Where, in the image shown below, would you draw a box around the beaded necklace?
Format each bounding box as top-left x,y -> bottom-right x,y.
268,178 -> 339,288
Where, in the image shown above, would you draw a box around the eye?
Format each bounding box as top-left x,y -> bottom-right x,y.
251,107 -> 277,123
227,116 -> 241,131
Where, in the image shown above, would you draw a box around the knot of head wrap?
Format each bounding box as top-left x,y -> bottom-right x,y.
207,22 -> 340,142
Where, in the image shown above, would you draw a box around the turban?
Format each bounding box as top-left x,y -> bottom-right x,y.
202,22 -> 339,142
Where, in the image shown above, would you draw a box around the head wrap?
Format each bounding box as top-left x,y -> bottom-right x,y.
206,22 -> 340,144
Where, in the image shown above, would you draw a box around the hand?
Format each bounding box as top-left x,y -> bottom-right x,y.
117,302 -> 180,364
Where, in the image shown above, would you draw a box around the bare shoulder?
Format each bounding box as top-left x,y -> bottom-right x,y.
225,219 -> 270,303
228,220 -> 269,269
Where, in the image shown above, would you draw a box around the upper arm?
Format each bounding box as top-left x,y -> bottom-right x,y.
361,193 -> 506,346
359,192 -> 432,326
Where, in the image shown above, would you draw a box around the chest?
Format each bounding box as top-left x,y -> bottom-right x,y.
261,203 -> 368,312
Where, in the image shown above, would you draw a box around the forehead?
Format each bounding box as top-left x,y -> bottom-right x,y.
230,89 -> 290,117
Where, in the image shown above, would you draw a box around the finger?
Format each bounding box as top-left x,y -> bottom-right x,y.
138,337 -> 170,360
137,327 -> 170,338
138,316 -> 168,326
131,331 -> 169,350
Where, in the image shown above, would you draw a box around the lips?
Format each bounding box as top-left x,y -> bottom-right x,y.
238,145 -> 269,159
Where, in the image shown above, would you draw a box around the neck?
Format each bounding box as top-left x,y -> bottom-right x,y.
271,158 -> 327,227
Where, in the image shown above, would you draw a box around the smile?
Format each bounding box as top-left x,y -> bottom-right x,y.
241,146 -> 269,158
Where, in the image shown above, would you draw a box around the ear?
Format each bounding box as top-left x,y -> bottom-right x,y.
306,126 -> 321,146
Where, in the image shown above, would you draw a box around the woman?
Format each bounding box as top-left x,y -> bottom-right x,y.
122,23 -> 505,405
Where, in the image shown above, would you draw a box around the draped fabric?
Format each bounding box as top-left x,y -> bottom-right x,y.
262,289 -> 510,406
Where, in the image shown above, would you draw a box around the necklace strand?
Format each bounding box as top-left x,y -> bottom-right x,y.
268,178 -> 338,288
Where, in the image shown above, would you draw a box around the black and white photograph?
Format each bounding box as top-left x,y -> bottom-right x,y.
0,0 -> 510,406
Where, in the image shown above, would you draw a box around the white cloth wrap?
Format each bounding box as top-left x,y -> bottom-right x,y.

> [Given problem]
Quote all of the items above verbatim, keeping them in their original order.

> [Answer below]
Where, in the image shown below, would you draw a box around the beaded necklace?
Format each bounding box as top-left x,y -> bottom-right x,y.
268,178 -> 339,288
Where, in the image shown above, would you draw a box around the eye?
Format each bounding box as top-left x,y -> bottom-right x,y.
251,107 -> 277,123
227,116 -> 241,131
Where, in the image shown above, would you draw a box around the knot of head wrap?
Format each bounding box as top-left x,y -> bottom-right x,y.
207,22 -> 340,142
Where, in the image shown above, would you draw a box around the turban?
Format each bounding box as top-left x,y -> bottom-right x,y.
202,22 -> 339,142
Where, in the image shown above, would you draw a box around the head wrap?
Format each bounding box as top-left x,y -> bottom-right x,y.
206,22 -> 340,144
Where, in the image shown above, would you draw a box around the hand?
Format each bounding box as top-left x,y -> bottom-right x,y.
117,302 -> 180,364
Where, in the image shown above, would you draw a box around the bare shoulder?
Format each bounding box as top-left x,y -> bottom-right x,y.
225,219 -> 270,303
228,220 -> 269,269
Where, in the image shown above, would you draw a box around the upper arm?
Format each bounding box as top-left x,y -> bottom-right x,y.
361,193 -> 506,346
359,192 -> 432,326
Where, in the image shown above, would you draw a box around the chest?
Format each bounding box as top-left x,y -> bottom-right x,y.
261,203 -> 368,312
Where, in the image shown above, would you draw a box around the forehead?
Format each bounding box as top-left x,y -> bottom-right x,y.
230,89 -> 290,117
Where, in the image shown above, would you draw a box around the finger?
Format each bounding box as top-left x,y -> bottom-right x,y.
138,337 -> 170,360
137,327 -> 170,338
138,316 -> 168,326
131,331 -> 169,350
Where, in the image shown above, would you draw a box around the lips?
Format each bounding box as top-left x,y -> bottom-right x,y.
238,145 -> 269,159
Where, in the image shown above, would you draw a box around the neck?
Format each bounding box as top-left x,y -> bottom-right x,y.
271,158 -> 327,227
Where, in the image shown above, would you draw a box around the smile?
Format each bounding box as top-left x,y -> bottom-right x,y.
241,146 -> 269,158
Where, in the image shown above, would you draw a box around the ear?
Format each bounding box as top-left x,y -> bottom-right x,y.
306,126 -> 321,146
Where, in the image shown above, would you draw a box around the woman?
Format each bounding box as top-left x,y -> bottom-right x,y.
122,23 -> 505,405
Where, in the image shown above, would you draw a box around the draped fabric?
Format each bounding box as top-left x,y -> bottom-right x,y.
262,289 -> 510,406
Where, in the image shown above, would you draw a box around the necklace strand?
Format each bounding box as top-left x,y -> bottom-right x,y.
268,178 -> 338,288
Where, in the image shown above, would you draw a box around the black and white photograph?
Format each bounding box as top-left x,y -> bottom-right x,y.
0,0 -> 510,406
Where, in the image shown above, would you draw a box around the white cloth wrap?
Format each bounding box as top-left x,y -> bottom-right x,y.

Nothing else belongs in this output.